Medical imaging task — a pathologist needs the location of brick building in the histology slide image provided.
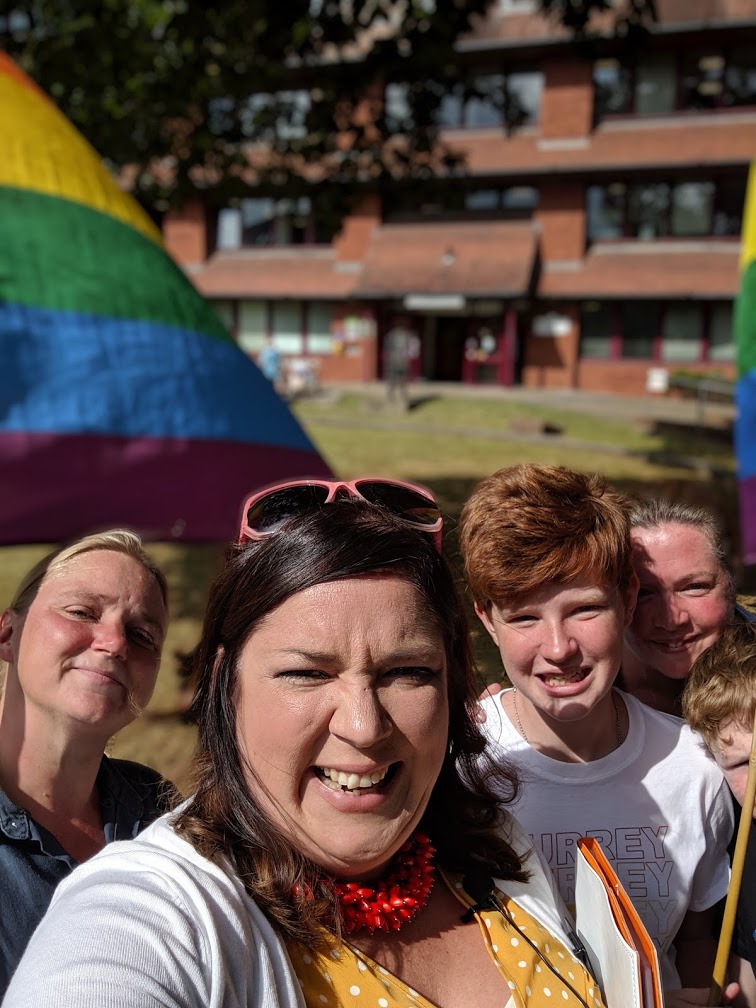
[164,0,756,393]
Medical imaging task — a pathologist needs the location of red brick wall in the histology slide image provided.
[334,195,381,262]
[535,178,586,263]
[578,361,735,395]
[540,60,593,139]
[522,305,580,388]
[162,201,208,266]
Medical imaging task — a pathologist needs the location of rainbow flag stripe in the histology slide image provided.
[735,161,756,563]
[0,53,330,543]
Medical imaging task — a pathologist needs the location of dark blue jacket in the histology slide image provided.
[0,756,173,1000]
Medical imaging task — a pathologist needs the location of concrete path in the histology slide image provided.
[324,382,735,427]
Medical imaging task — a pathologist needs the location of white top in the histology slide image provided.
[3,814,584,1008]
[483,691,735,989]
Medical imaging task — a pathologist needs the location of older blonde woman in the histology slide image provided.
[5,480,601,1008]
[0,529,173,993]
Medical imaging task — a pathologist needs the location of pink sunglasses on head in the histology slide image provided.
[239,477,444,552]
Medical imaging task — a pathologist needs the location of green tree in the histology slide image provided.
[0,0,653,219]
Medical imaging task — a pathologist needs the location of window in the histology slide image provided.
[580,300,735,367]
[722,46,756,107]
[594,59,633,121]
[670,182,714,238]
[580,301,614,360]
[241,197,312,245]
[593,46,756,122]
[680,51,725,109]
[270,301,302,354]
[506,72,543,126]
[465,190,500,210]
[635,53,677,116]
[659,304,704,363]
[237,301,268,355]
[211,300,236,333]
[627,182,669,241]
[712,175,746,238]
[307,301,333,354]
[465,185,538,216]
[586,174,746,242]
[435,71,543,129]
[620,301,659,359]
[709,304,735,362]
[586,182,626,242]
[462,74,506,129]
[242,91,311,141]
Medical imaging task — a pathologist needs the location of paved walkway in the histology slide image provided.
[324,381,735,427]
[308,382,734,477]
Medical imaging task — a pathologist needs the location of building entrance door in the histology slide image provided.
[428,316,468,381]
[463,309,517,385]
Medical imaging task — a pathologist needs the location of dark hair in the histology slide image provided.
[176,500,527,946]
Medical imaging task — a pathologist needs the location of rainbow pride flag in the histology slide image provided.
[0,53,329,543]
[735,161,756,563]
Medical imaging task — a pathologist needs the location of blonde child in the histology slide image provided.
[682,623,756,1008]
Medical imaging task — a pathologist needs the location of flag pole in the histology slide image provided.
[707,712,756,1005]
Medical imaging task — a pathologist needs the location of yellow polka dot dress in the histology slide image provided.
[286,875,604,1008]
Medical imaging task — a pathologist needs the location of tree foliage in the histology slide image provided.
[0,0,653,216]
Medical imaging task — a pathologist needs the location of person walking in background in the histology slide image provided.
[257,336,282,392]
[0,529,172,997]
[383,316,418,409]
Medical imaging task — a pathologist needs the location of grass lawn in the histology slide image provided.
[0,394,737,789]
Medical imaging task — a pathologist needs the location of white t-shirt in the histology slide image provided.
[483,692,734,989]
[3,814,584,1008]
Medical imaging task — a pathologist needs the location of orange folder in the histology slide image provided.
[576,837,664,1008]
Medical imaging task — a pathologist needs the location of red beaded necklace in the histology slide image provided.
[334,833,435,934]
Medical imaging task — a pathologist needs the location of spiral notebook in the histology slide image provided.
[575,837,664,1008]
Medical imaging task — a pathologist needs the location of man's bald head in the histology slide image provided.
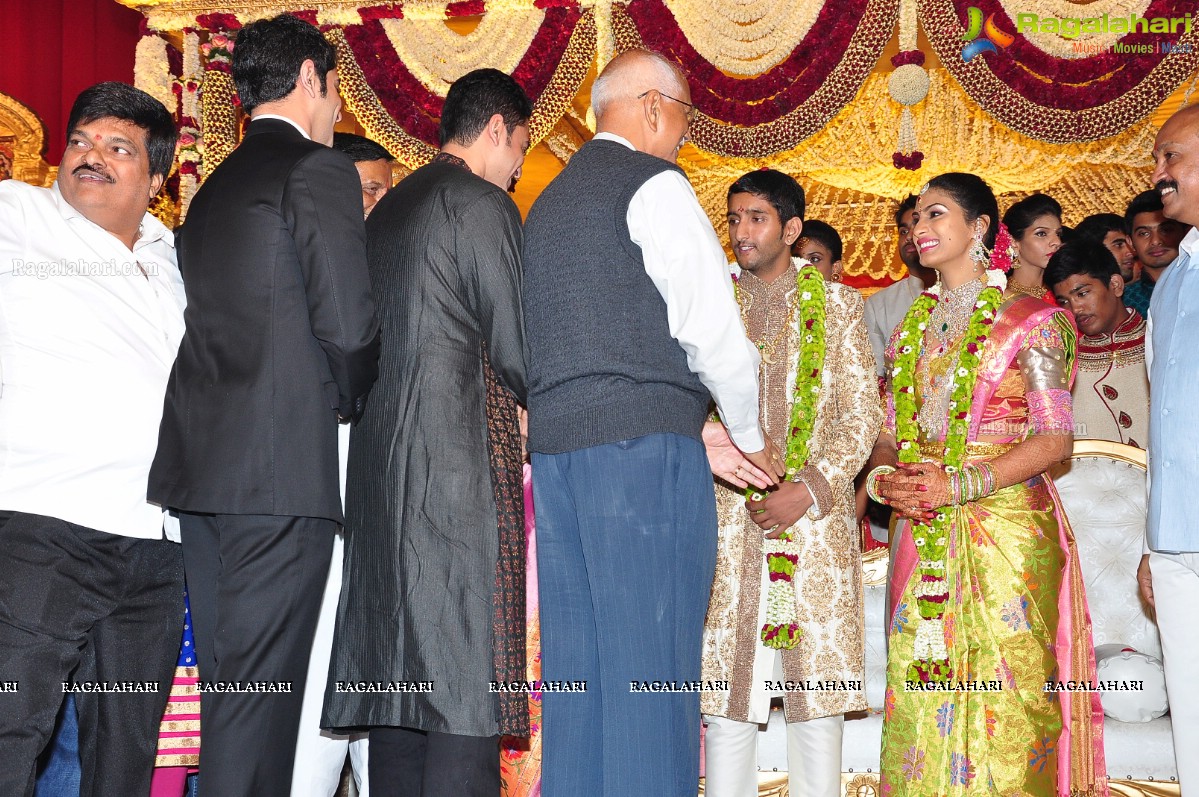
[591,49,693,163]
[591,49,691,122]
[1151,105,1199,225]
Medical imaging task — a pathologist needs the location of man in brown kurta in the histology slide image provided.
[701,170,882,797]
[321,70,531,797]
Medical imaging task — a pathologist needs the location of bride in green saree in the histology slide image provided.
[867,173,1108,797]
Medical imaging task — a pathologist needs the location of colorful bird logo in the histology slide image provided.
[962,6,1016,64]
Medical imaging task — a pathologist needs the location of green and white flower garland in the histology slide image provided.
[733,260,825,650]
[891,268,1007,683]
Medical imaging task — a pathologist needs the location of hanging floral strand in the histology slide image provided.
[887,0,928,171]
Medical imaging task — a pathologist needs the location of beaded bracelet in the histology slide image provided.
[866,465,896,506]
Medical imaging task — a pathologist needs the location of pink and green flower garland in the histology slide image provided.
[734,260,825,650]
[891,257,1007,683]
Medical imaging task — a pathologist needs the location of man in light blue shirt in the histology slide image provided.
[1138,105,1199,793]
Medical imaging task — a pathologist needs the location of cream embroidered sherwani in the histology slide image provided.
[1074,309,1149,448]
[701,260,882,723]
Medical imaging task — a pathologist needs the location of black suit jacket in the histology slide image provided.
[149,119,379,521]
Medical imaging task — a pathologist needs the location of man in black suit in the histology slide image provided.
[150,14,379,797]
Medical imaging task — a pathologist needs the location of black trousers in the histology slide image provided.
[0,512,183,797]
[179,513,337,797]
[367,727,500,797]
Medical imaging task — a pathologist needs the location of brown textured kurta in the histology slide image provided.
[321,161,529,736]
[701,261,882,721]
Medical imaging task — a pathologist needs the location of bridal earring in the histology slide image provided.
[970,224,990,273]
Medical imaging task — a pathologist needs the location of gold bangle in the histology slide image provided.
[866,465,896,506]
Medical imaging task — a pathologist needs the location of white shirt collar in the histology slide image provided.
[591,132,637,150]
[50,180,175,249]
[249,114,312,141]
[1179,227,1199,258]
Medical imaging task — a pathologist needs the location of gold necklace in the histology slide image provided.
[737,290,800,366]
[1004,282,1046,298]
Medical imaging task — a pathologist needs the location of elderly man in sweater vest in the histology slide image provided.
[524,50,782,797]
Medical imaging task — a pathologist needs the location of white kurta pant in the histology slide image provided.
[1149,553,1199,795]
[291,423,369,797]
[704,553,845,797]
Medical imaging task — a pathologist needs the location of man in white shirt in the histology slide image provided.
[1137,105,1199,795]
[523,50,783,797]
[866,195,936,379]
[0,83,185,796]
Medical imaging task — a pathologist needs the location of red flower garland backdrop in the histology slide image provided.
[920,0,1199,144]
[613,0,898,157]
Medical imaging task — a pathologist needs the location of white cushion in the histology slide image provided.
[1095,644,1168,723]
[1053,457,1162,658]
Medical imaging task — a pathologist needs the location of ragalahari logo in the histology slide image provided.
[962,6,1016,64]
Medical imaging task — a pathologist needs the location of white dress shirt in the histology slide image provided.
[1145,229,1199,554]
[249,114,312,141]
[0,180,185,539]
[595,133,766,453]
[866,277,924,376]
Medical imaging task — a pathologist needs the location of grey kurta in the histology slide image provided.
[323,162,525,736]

□ □ □

* WHAT IS EXPECTED *
Rescale the part of the material that opens with its first line and closes with the line containing "[483,691,735,989]", rewriting every line in order with the text lines unchanged and each bounding-box coordinate in the answers multiplied by 1.75 and rounded to a whole number, halves up. Leave the pictures out.

* ANSWER FOR THE TASK *
Medical imaging task — a pathologist needs the location of brick building in the histology slide image provided.
[287,0,1323,688]
Medical imaging task — a pathologist needs the location of red brick wall in the histology slide image provided.
[585,341,667,459]
[936,312,1026,460]
[1012,632,1286,691]
[945,105,1038,243]
[914,534,1015,679]
[284,352,364,466]
Medical imaging task — a pathologist needs the location of rainbow flag stripe in the histology slide image provided.
[1286,282,1323,985]
[0,93,578,950]
Medical imaging task — a pathologist needs the location of dark blue jacket in the histology slide image provided.
[0,1323,303,1750]
Medical imaging task — a pathologist needs the location of concrete path in the histology slide image provided.
[567,669,1286,747]
Medical imaging task — a pathologist needs the location of white top in the histology slide image provided.
[5,1425,1022,1764]
[845,1209,1286,1731]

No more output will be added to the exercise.